VwGH 96/15/0067

VwGH96/15/006719.3.1998

Der Verwaltungsgerichtshof hat durch den Vorsitzenden Senatspräsident Dr. Pokorny und die Hofräte Dr. Sulyok, Dr. Fuchs, Dr. Zorn und Dr. Robl als Richter, im Beisein des Schriftführers Mag. Hajicek, über die Beschwerde des Dr. G in G, vertreten durch Dr. Heimo Hofstätter, Rechtsanwalt in Graz, Marburgerkai 47, gegen den Bescheid der Finanzlandesdirektion für Steiermark vom 2. Februar 1996, Zl. B 124-10/94, betreffend Nachsichtsgewährung, zu Recht erkannt:

Normen

BAO §236 Abs1;
EStG 1972 §38 Abs1;
EStG 1972 §38 Abs3;
BAO §236 Abs1;
EStG 1972 §38 Abs1;
EStG 1972 §38 Abs3;

 

Spruch:

Die Beschwerde wird als unbegründet abgewiesen.

Der Beschwerdeführer hat dem Bund Aufwendungen in der Höhe von 4.565 S binnen zwei Wochen bei sonstiger Exekution zu ersetzen.

Begründung

Der Beschwerdeführer meldete im Dezember 1978 ein Patent unter dem Titel "Verfahren und Apparat zum Vergasen von Kohle" beim österreichischen Patentamt an. Mit Vertrag vom 9. Juli 1979 übertrug er der V-AG mit Sitz in Österreich die Rechte aus seiner Erfindung. Die Gesellschaft erwarb in der Folge aufgrund der österreichischen Priorität über 50 Auslandspatente. Der Beschwerdeführer stellte es mit Schreiben vom 4. Juni 1980 der V-AG frei, ob sie die Patentanmeldung in Österreich noch aktiv betreibe. Das Verfahren zur Patenterteilung in Österreich wurde in der Folge nicht weiter betrieben, sodaß es zur Einstellung des Verfahrens kam.

Im Schreiben der V-AG an den Beschwerdeführer vom 13. Juni 1993 ist u.a. festgehalten:

"Die in Rede stehende Erfindung ist in der im Betreff genannten, von Ihnen eingereichten österreichischen Patentanmeldung A 9346/78 - eingereicht am 29. Dezember 1978 - beschrieben. Aus rein formalen, patentrechtlichen Gründen und weil zur kommerziellen Auswertung der Erfindung aufgrund der Monopolstellung unseres Unternehmens ein Patent in Österreich nicht notwendig, d.h. in Österreich eine Konkurrenz ausländischer Firmen nicht zu erwarten ist, wurde 1980 diese österreichische Patentanmeldung durch Nichterledigung des Prüfungsbescheides einvernehmlich fallengelassen.

Aufgaben -
(a) Beantworte die folgenden Fragen anhand des Ausgangstextes zur Nachsichtsgewährung:
(i) Welchen Betrag muss der Beschwerdeführer dem Bund ersetzen, und innerhalb welcher Frist?
(ii) Unter welchem Titel meldete der Beschwerdeführer im Dezember 1978 sein Patent an?
(iii) Welche Nummer trägt die österreichische Patentanmeldung laut dem Schreiben der V-AG vom 13. Juni 1993?
(b) Führe den Ausgangstext zur Nachsichtsgewährung im Anschluss an seinen letzten Satz weiter.

Materialteil -
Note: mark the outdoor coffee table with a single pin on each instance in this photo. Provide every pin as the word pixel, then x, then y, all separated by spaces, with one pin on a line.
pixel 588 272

Lösungen -
(a)
(i) Er muss 4.565 S binnen zwei Wochen ersetzen.
(ii) Der Titel lautet "Verfahren und Apparat zum Vergasen von Kohle".
(iii) Die Anmeldung trägt die Nummer A 9346/78.

(b)
Der für unser Unternehmen zu erwartende kommerzielle (volkswirtschaftliche) Nutzen ist durch die Verwertung Ihrer Erfindung im Ausland gegeben. Daher haben wir von der österreichischen Patentanmeldung A 9346/78 abgeleitete Schutzrechte auf unseren Namen und unsere Kosten in folgenden Ländern (potentiellen Märkten) angemeldet und teilweise auch schon patentiert erhalten:" Es folgt die Aufzählung von 35 Staaten.

In den Einkommensteuerbescheiden für die Jahre 1980, 1981, 1982, und 1985 unterzog das Finanzamt die Einkünfte, die der Beschwerdeführer aus der Verwertung seiner Erfindung erzielt hatte, nicht der begünstigten Besteuerung nach § 38 Abs. 1 EStG 1972. Eine gegen diese Bescheide eingebrachte Berufung wies die belangte Behörde mit Bescheid vom 27. Juni 1991 als unbegründet ab. Aus der Sicht des § 38 Abs. 1 EStG 1972 könne als Verwertung nur der Verkauf der Rechte an die V-AG angesehen werden, sodaß die Verwertung in Österreich erfolgt sei. In Österreich sei es jedoch nie zu einer Patenterteilung gekommen. Die Tarifermäßigung nach § 38 Abs 1 EStG 1972 stehe daher nicht zu.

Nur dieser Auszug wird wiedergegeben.